##### Stored records

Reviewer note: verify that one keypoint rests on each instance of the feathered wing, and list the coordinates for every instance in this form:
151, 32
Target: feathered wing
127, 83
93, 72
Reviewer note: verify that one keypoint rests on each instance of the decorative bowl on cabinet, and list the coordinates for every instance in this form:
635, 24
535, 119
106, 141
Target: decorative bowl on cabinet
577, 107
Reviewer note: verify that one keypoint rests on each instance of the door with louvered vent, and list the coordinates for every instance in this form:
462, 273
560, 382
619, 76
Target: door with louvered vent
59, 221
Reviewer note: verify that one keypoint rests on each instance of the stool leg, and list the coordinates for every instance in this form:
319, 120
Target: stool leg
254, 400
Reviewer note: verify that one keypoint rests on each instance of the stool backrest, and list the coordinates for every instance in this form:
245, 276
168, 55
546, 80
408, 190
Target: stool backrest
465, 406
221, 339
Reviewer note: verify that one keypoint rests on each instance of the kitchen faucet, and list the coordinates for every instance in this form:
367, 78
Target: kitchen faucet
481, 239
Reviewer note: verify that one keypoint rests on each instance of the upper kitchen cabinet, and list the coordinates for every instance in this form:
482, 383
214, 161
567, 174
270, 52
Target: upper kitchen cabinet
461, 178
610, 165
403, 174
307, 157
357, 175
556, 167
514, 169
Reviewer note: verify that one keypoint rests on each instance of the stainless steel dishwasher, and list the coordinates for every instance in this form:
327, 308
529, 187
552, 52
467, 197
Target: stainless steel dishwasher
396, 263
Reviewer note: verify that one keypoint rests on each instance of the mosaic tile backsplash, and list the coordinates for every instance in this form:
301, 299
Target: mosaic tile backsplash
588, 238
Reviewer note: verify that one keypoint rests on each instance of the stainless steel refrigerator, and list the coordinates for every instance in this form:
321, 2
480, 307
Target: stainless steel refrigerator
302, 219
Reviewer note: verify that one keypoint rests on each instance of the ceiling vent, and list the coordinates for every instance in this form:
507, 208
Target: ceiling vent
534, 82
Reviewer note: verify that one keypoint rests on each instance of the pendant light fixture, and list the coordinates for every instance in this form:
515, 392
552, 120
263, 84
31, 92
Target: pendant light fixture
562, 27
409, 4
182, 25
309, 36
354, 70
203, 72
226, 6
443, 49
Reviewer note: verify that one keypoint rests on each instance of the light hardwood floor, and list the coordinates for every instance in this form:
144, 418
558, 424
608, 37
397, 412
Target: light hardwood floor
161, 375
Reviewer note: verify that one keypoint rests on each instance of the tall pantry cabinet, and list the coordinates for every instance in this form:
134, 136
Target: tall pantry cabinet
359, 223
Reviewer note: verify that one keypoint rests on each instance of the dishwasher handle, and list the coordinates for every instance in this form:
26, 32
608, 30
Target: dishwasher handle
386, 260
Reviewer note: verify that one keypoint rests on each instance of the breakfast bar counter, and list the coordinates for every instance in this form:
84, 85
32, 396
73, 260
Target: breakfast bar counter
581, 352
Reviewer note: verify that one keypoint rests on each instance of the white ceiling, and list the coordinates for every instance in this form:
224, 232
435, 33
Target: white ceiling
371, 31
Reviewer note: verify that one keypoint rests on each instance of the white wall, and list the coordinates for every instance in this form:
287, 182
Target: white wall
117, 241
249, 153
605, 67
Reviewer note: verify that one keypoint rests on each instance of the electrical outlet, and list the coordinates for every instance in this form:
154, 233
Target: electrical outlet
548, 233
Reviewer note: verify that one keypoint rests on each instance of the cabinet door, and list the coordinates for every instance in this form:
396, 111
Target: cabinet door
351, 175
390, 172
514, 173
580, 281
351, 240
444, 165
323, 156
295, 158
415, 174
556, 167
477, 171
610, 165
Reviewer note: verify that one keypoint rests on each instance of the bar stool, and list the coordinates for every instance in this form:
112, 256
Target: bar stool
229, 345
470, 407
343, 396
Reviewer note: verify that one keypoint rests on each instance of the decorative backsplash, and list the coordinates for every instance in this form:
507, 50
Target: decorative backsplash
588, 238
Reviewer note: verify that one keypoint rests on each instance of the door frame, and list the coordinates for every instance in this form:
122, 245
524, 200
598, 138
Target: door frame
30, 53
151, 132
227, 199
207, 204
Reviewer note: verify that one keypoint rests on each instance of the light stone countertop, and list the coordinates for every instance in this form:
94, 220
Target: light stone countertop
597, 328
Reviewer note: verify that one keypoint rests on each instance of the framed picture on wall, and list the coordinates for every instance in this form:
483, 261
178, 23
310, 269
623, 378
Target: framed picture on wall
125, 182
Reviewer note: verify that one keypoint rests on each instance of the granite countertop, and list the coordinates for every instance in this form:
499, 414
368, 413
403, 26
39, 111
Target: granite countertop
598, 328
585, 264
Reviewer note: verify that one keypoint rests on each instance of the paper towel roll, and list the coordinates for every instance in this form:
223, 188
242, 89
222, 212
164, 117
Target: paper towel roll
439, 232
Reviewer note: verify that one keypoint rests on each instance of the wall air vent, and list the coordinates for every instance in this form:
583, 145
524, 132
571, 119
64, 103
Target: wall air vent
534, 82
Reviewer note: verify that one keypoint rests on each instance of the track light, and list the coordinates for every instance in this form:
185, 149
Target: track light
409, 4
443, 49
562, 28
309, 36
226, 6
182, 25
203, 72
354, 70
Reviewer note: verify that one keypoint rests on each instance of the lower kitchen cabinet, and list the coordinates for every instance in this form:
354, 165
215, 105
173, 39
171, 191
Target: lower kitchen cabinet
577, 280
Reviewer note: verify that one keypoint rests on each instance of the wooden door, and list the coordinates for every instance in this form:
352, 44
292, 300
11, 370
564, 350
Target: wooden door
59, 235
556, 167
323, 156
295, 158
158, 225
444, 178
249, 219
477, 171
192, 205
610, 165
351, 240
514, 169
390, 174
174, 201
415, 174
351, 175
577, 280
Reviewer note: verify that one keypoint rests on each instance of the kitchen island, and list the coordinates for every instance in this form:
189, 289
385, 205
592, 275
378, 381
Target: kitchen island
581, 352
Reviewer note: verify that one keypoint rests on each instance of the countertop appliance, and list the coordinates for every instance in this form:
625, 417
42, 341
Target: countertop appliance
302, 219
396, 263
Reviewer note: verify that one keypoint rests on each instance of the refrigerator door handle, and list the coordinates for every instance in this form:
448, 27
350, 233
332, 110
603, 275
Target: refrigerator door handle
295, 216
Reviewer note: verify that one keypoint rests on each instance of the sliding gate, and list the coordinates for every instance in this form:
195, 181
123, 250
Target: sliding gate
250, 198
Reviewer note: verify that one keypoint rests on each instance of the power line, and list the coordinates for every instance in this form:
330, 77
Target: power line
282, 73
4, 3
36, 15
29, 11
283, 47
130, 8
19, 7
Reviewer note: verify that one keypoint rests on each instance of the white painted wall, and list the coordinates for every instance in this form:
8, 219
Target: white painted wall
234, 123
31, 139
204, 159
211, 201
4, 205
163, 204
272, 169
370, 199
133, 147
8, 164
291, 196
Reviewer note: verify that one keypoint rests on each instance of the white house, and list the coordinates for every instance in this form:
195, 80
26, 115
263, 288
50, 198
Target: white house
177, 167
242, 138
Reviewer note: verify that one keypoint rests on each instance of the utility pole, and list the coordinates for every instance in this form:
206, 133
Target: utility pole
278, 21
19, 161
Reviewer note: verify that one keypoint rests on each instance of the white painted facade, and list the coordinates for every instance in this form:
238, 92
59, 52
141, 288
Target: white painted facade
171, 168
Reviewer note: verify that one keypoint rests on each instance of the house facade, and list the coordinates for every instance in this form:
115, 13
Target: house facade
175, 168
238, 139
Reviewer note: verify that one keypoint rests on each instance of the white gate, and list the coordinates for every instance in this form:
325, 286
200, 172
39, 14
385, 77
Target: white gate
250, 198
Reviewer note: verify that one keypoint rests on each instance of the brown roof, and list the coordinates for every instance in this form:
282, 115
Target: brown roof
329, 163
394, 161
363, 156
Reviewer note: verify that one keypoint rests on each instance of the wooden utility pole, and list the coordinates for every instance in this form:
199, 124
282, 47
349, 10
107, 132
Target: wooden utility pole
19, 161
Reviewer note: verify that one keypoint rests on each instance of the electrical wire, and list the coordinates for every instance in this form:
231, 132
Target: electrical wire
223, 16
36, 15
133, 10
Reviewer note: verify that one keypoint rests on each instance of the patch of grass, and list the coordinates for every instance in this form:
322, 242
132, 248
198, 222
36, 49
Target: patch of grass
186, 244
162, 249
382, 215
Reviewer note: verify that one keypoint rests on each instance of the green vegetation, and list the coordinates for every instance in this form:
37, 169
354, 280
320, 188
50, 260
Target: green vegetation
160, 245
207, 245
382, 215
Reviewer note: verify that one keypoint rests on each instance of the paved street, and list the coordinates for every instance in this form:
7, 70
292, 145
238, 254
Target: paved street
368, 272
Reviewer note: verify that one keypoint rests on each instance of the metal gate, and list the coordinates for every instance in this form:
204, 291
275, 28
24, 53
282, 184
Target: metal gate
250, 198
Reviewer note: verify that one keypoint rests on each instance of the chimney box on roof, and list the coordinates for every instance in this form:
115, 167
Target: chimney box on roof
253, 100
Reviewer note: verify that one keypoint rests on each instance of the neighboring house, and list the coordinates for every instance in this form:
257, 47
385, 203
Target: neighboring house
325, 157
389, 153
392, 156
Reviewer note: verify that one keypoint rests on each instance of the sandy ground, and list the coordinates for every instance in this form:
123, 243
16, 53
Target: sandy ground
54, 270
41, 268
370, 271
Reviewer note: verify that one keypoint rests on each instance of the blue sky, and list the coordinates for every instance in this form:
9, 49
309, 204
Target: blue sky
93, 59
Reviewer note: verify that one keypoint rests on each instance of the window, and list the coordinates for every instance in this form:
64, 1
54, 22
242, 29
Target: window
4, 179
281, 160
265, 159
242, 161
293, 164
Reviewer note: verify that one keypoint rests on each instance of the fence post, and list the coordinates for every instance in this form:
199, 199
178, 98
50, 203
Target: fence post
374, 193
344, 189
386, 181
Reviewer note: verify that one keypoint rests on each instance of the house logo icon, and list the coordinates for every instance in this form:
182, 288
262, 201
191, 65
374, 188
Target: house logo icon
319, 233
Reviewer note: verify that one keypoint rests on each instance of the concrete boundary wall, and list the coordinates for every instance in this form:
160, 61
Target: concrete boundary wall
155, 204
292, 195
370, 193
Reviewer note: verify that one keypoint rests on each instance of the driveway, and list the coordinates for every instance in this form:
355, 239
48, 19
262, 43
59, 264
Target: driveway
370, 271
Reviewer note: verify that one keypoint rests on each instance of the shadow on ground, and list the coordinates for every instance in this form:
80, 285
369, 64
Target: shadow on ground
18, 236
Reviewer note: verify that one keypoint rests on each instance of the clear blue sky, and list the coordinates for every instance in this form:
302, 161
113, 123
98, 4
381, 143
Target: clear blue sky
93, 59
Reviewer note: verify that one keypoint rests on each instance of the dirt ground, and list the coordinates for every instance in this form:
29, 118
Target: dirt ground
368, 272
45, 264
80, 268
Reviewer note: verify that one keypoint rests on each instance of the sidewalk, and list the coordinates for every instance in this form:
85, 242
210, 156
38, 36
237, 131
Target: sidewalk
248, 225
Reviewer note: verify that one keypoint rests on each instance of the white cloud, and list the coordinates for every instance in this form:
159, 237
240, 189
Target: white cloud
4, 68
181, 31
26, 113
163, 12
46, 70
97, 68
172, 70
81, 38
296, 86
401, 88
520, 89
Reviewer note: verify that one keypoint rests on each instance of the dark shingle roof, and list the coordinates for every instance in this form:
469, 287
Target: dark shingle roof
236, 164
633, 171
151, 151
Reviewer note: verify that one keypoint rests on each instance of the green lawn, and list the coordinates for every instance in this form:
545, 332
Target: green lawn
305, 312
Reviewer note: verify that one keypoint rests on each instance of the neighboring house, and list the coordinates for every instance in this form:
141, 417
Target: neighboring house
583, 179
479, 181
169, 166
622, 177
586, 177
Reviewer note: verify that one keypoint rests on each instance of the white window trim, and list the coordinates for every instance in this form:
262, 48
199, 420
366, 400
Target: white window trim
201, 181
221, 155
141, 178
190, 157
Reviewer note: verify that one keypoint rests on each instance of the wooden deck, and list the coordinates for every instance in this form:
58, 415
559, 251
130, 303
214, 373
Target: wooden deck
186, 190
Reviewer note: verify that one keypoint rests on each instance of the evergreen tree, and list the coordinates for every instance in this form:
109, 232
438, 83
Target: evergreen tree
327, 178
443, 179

##########

Exactly reproduce the lines that run from the line with "green lawn, and" through the last line of the records, inclusive.

**Result:**
Reviewer note: verify that one keypoint rests on each instance of the green lawn, and list the coordinates for every instance in this form:
545, 332
Target: green lawn
305, 312
Reviewer note: verify that one keypoint rests on each instance of the neighboring house, and list the coordinates for every instance in this form:
141, 417
Target: neighboring house
583, 179
479, 181
169, 166
622, 177
586, 177
Reviewer note: verify that one keypoint rests on each instance of the white window trim, and list the coordinates for every instance in this form:
262, 48
199, 420
366, 400
Target: white window trim
201, 181
221, 155
141, 178
190, 157
Reviewer note: verify that one keypoint rests on each instance of the wooden deck, and list the coordinates for every instance in this form:
58, 415
559, 251
130, 303
214, 373
Target: wooden deck
186, 190
Reviewer note: verify that one keypoint rests on each instance of the evergreen tree, and list the coordinates for every instance in this form:
109, 232
438, 83
Target: evergreen tree
327, 178
443, 179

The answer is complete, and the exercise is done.